Point localization data:

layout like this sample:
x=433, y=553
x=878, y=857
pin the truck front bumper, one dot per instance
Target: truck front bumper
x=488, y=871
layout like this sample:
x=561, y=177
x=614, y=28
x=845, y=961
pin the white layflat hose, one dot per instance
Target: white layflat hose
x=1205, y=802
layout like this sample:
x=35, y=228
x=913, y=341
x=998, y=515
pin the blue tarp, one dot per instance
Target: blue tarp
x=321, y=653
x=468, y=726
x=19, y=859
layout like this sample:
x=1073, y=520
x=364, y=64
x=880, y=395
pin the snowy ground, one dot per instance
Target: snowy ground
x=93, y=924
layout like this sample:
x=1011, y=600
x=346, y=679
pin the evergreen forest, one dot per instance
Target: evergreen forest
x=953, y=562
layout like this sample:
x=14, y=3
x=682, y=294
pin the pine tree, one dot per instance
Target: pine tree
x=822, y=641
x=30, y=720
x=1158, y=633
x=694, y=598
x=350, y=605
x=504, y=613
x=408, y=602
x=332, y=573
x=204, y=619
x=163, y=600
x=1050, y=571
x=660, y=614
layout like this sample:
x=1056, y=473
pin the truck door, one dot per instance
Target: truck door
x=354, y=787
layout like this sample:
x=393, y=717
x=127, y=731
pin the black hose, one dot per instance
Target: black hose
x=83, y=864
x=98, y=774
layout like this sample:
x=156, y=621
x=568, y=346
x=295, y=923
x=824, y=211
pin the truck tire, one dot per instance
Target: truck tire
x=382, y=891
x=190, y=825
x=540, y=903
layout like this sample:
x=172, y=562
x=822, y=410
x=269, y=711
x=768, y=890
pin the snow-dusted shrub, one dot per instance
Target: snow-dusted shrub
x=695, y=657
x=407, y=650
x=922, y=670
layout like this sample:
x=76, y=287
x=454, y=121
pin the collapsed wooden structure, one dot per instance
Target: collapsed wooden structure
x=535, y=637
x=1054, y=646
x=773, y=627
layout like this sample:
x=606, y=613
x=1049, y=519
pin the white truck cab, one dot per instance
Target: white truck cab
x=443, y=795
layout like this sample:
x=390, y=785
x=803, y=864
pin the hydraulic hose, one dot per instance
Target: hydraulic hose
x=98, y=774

*Problem requirements*
Word for word, write out each record shown above.

*Problem solution*
layout like this sample:
x=433, y=553
x=878, y=857
pin the truck front bumper, one dot per instance
Target: truck front bumper
x=488, y=871
layout like this sample:
x=561, y=177
x=614, y=28
x=845, y=961
pin the white layflat hose, one dot per instance
Target: white layflat hose
x=1205, y=802
layout like this sample:
x=35, y=228
x=913, y=341
x=998, y=515
pin the blue tarp, one dot per instance
Target: blue tarp
x=321, y=653
x=468, y=726
x=19, y=859
layout like this sample:
x=1073, y=520
x=364, y=64
x=880, y=395
pin the snowy ground, one dot per instance
Target: snowy ground
x=93, y=924
layout like this sample:
x=1011, y=600
x=346, y=679
pin the evergreen forest, one dot per instance
Target: evergreen forest
x=953, y=562
layout like this sample:
x=14, y=3
x=682, y=294
pin the pine tree, one dot per instance
Target: pine tree
x=822, y=641
x=30, y=720
x=1158, y=633
x=694, y=598
x=350, y=605
x=504, y=613
x=408, y=602
x=332, y=573
x=204, y=619
x=163, y=600
x=1050, y=571
x=660, y=614
layout like this sample:
x=1056, y=473
pin the truck door, one dot per instance
Target: truck door
x=354, y=787
layout like this sample:
x=393, y=717
x=127, y=731
pin the black hose, one dot per instance
Target: black hose
x=83, y=864
x=98, y=774
layout like this sample:
x=156, y=621
x=568, y=346
x=295, y=923
x=824, y=211
pin the truck tire, one dot per instance
Target: truck tire
x=382, y=891
x=190, y=825
x=540, y=903
layout like this sample:
x=172, y=562
x=822, y=410
x=269, y=711
x=768, y=890
pin the snow-dusted shrub, one dot per instance
Target: snow-dusted shrub
x=695, y=657
x=407, y=650
x=922, y=670
layout like this sample:
x=76, y=287
x=454, y=121
pin the collapsed wooden structure, one dot per instance
Target: collapsed wooden structure
x=535, y=637
x=1054, y=646
x=773, y=627
layout like this sample:
x=606, y=613
x=1049, y=519
pin the white truck cab, one dot per instance
Target: white truck cab
x=443, y=795
layout like this sample:
x=390, y=785
x=803, y=864
pin the hydraulic hose, one dot per instance
Target: hydraulic hose
x=98, y=774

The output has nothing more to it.